(Exercise materials begins)

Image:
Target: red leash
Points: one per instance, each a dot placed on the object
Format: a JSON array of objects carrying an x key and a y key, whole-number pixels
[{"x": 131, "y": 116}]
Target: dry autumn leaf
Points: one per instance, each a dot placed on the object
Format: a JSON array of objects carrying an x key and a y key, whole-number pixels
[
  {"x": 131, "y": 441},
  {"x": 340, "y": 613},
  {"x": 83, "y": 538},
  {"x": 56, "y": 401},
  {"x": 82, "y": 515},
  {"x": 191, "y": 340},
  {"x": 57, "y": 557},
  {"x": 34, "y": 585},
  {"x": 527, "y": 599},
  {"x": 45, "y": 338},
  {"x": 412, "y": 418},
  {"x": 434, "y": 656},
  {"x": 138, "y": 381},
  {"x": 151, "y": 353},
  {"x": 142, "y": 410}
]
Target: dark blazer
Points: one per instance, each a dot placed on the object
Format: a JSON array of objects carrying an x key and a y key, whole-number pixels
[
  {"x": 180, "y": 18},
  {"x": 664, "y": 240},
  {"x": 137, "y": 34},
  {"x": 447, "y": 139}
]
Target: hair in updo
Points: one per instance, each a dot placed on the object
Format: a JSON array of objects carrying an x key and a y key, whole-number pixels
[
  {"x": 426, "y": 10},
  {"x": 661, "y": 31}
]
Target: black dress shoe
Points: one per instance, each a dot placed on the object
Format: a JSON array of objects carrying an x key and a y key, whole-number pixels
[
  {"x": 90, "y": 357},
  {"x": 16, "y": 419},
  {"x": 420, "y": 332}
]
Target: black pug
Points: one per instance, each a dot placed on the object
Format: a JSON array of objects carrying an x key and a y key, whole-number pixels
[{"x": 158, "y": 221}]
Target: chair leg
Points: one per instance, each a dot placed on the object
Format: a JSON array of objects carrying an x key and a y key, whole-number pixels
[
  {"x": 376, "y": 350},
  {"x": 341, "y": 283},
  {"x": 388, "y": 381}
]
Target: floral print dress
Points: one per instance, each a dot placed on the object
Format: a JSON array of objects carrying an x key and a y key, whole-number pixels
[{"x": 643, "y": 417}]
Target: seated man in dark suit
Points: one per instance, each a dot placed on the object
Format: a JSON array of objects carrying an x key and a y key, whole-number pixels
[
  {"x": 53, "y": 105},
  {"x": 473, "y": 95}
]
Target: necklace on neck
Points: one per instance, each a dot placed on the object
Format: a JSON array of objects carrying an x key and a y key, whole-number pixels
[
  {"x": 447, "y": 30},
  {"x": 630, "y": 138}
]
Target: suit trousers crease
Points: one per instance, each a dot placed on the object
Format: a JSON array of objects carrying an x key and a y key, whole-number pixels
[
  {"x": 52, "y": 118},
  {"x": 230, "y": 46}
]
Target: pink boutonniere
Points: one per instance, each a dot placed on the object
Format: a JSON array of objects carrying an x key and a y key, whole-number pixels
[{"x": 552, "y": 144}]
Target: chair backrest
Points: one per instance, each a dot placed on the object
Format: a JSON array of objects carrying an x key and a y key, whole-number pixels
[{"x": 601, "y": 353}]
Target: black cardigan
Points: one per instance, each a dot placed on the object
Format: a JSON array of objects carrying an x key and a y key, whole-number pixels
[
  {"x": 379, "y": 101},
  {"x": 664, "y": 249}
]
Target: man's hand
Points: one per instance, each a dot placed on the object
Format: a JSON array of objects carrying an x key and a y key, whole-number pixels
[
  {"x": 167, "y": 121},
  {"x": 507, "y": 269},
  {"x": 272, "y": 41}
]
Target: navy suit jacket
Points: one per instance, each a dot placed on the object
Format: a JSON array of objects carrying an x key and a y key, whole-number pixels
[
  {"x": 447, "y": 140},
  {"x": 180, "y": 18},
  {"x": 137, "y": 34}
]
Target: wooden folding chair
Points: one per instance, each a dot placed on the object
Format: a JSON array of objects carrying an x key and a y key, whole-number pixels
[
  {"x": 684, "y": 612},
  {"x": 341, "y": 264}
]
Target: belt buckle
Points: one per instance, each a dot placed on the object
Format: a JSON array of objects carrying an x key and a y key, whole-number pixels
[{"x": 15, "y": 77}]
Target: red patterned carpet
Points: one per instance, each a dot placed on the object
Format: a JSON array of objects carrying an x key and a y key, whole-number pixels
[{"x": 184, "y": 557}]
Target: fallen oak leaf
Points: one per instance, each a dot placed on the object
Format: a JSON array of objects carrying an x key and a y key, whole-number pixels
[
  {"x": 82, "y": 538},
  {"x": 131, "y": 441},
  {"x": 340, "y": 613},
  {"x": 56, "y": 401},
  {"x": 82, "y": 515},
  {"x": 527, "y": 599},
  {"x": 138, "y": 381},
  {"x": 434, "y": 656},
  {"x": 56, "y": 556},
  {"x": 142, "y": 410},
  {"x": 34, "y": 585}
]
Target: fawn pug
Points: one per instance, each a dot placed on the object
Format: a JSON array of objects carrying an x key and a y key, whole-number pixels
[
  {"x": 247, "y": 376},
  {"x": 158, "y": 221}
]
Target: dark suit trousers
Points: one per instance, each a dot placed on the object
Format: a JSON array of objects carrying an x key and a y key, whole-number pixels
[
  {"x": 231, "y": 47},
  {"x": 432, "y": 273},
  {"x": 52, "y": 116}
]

(Exercise materials ends)

◆ **Exercise**: Every entry above should be retyped exactly as shown.

◆ **Output below**:
Image:
Target: red leash
Points: one per instance, each a dot placed on the object
Format: a JSON array of objects carrying an x key and a y key, whole-number pixels
[{"x": 131, "y": 116}]
Target: dry autumn leaf
Points: one per instance, each a dot placed on the object
Format: a JSON array of objects carrying an x key and a y key, whole-number pixels
[
  {"x": 131, "y": 441},
  {"x": 340, "y": 613},
  {"x": 83, "y": 538},
  {"x": 56, "y": 401},
  {"x": 82, "y": 515},
  {"x": 191, "y": 340},
  {"x": 57, "y": 557},
  {"x": 34, "y": 585},
  {"x": 527, "y": 599},
  {"x": 45, "y": 338},
  {"x": 412, "y": 418},
  {"x": 434, "y": 656},
  {"x": 138, "y": 381},
  {"x": 151, "y": 353},
  {"x": 142, "y": 410}
]
Target: dark blazer
Points: one per instance, each a dot placed on the object
Format: a JSON array of objects carrying an x key and a y key, whole-number pixels
[
  {"x": 180, "y": 18},
  {"x": 664, "y": 240},
  {"x": 137, "y": 34},
  {"x": 447, "y": 139}
]
Target: hair in updo
Points: one per instance, each a dot placed on the object
Format: a JSON array of objects carrying an x key and a y key, whole-number pixels
[
  {"x": 426, "y": 10},
  {"x": 661, "y": 31}
]
Target: black dress shoe
Points: one per instance, each a dot placed on the object
Format: a JSON array of objects carrying an x key and a y key, whole-number pixels
[
  {"x": 90, "y": 357},
  {"x": 16, "y": 419},
  {"x": 420, "y": 332}
]
Target: black pug
Points: one per instance, each a dot placed on the object
Format: a JSON array of objects carrying an x key and a y key, whole-number pixels
[{"x": 158, "y": 221}]
Target: chair leg
Points: one per instance, each a dot placed on the object
Format: a JSON array of objects carrying an x key and a y key, whole-number pixels
[
  {"x": 376, "y": 350},
  {"x": 341, "y": 283},
  {"x": 388, "y": 381}
]
Target: floral print dress
Points: one per instance, each a dot placed on the object
Format: a JSON array of objects carrying an x key and a y key, whole-number pixels
[{"x": 643, "y": 417}]
Target: seated man in dark suit
Points: one per instance, each a dot placed on the object
Format: a JSON array of objects carrying an x key and a y key, whole-number pixels
[
  {"x": 53, "y": 105},
  {"x": 473, "y": 95}
]
Target: necklace on neck
Points: one per instance, each a dot placed on the object
Format: a JSON array of objects carrying an x key and a y key, whole-number pixels
[
  {"x": 447, "y": 30},
  {"x": 630, "y": 138}
]
Target: suit trousers crease
Points: one per instance, each a dot placed on the object
Format: a JSON array of objects carrying an x key and a y key, whole-number pixels
[
  {"x": 52, "y": 118},
  {"x": 230, "y": 46}
]
Target: pink boutonniere
Points: one per instance, each a dot placed on the object
Format: a JSON array of objects carrying an x key and a y key, whole-number pixels
[{"x": 552, "y": 144}]
Target: chair backrest
Points: one per instance, each a dot placed on the object
Format: a JSON array of objects carrying an x key and a y key, whole-number pixels
[{"x": 601, "y": 353}]
Target: black cardigan
Points: one per instance, each a dot placed on the object
Format: a JSON array of objects carrying an x key and a y key, whole-number pixels
[
  {"x": 379, "y": 101},
  {"x": 664, "y": 249}
]
Target: man's hand
Points: one per instance, each a dot placed on the object
Format: a JSON array of objects carrying an x key and a y key, whole-number pixels
[
  {"x": 167, "y": 121},
  {"x": 507, "y": 269},
  {"x": 272, "y": 41}
]
Target: navy suit jacket
Points: one per instance, each a dot placed on the object
Format: a JSON array of objects carrying an x key and a y key, whole-number pixels
[
  {"x": 447, "y": 140},
  {"x": 180, "y": 18},
  {"x": 137, "y": 34}
]
Target: wooden folding chair
Points: one per instance, each a dot placed on the object
Format: a JSON array of objects carrying an x key and a y key, whole-number pixels
[
  {"x": 684, "y": 612},
  {"x": 341, "y": 264}
]
Target: belt buckle
Points: one per instance, each a dot placed on the object
Format: a JSON array of objects carrying an x key and a y key, whole-number pixels
[{"x": 15, "y": 77}]
Target: red patterned carpet
Points: one per instance, each a dot placed on the object
Format: a JSON array of objects carrying an x key and a y key, whole-number pixels
[{"x": 184, "y": 557}]
Target: fallen oak leaf
Points: one per instance, each a dot placed on the object
Format: a JSON array of objects carrying an x key and a y key, whole-number pixels
[
  {"x": 82, "y": 538},
  {"x": 131, "y": 441},
  {"x": 340, "y": 613},
  {"x": 56, "y": 401},
  {"x": 82, "y": 515},
  {"x": 527, "y": 599},
  {"x": 138, "y": 381},
  {"x": 434, "y": 656},
  {"x": 56, "y": 556},
  {"x": 142, "y": 410},
  {"x": 34, "y": 585}
]
Target: fawn pug
Points: one per instance, each a dot placed on the object
Format: a JSON array of objects carrying an x key and a y key, whole-number pixels
[
  {"x": 247, "y": 376},
  {"x": 158, "y": 221}
]
Target: dark suit trousers
Points: one per instance, each a dot placed on the object
Format: a JSON array of objects carrying an x key and a y key, whole-number pixels
[
  {"x": 231, "y": 47},
  {"x": 432, "y": 273},
  {"x": 52, "y": 116}
]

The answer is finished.